* **Records for this exercise**:
>>

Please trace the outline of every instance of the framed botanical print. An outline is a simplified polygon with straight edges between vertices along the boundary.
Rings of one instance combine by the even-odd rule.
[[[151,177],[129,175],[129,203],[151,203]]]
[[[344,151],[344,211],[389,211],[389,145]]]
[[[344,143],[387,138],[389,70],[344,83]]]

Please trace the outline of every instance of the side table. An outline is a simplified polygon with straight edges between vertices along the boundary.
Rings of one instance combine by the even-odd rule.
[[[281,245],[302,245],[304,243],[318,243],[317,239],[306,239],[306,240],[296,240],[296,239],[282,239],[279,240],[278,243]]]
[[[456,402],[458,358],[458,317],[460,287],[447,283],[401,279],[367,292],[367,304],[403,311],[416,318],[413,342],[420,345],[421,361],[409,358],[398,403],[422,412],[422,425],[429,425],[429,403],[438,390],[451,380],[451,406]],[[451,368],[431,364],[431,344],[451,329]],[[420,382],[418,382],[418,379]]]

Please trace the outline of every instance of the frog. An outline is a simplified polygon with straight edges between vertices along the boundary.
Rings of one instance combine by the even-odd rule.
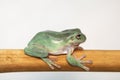
[[[66,61],[71,66],[82,68],[89,71],[89,67],[84,64],[91,64],[91,60],[82,60],[86,55],[80,58],[73,56],[75,49],[79,49],[79,45],[86,41],[86,36],[79,28],[65,29],[62,31],[45,30],[38,32],[24,48],[26,55],[37,57],[48,64],[52,70],[61,68],[60,65],[52,61],[49,55],[66,55]]]

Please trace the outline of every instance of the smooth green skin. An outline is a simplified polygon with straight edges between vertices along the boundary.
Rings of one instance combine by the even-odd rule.
[[[48,58],[49,54],[67,54],[66,60],[69,64],[88,70],[82,64],[82,60],[78,60],[72,56],[74,49],[78,48],[79,44],[85,40],[85,35],[78,28],[67,29],[61,32],[42,31],[33,37],[24,51],[27,55],[41,58],[51,69],[54,69],[53,65],[58,68],[60,66]],[[65,53],[65,51],[67,52]]]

<<

* **Exercise objective**: When copying the records above, please match them exactly but leave out all pictures.

* **Solution to this exercise**:
Please trace the outline of every instance of the framed botanical print. An outline is a simplified polygon with straight edges between vertices along the boundary.
Rings of one instance combine by the even-odd rule.
[[[151,177],[129,175],[129,203],[151,203]]]
[[[344,151],[344,211],[389,211],[389,145]]]
[[[344,143],[387,138],[389,70],[344,83]]]

Please trace the outline of every instance of the side table. An outline is a simplified polygon with straight edges between vertices along the boundary.
Rings of one instance combine by the even-odd rule.
[[[281,245],[302,245],[304,243],[318,243],[317,239],[306,239],[306,240],[296,240],[296,239],[282,239],[279,240],[278,243]]]
[[[456,402],[458,358],[458,317],[460,287],[447,283],[401,279],[367,292],[367,304],[403,311],[416,318],[413,342],[420,345],[421,361],[409,358],[398,403],[422,412],[422,425],[429,425],[429,403],[438,390],[451,380],[451,406]],[[451,368],[431,364],[431,344],[451,329]],[[420,382],[418,382],[418,379]]]

Please trace the outline of every instance of the frog. An outline is a simplified polygon with straight edges between vertices along the boundary.
Rings of one instance combine by the even-odd rule.
[[[66,61],[71,66],[82,68],[89,71],[89,67],[84,64],[91,64],[91,60],[82,60],[86,55],[80,58],[73,56],[75,49],[79,49],[79,45],[86,41],[86,36],[79,28],[65,29],[62,31],[45,30],[38,32],[24,48],[26,55],[37,57],[48,64],[52,70],[61,68],[60,65],[52,61],[49,55],[66,55]]]

Please trace the outline of every instance of the smooth green skin. An outline is a simplified polygon with straight edges between vertices along the boundary.
Rings of one instance combine by the even-odd rule.
[[[48,58],[49,54],[67,54],[66,60],[69,64],[88,70],[82,64],[82,60],[78,60],[72,56],[74,49],[78,48],[79,44],[85,40],[85,35],[78,28],[67,29],[61,32],[42,31],[33,37],[24,51],[27,55],[41,58],[51,69],[54,69],[53,65],[58,68],[60,66]],[[65,53],[65,51],[67,52]]]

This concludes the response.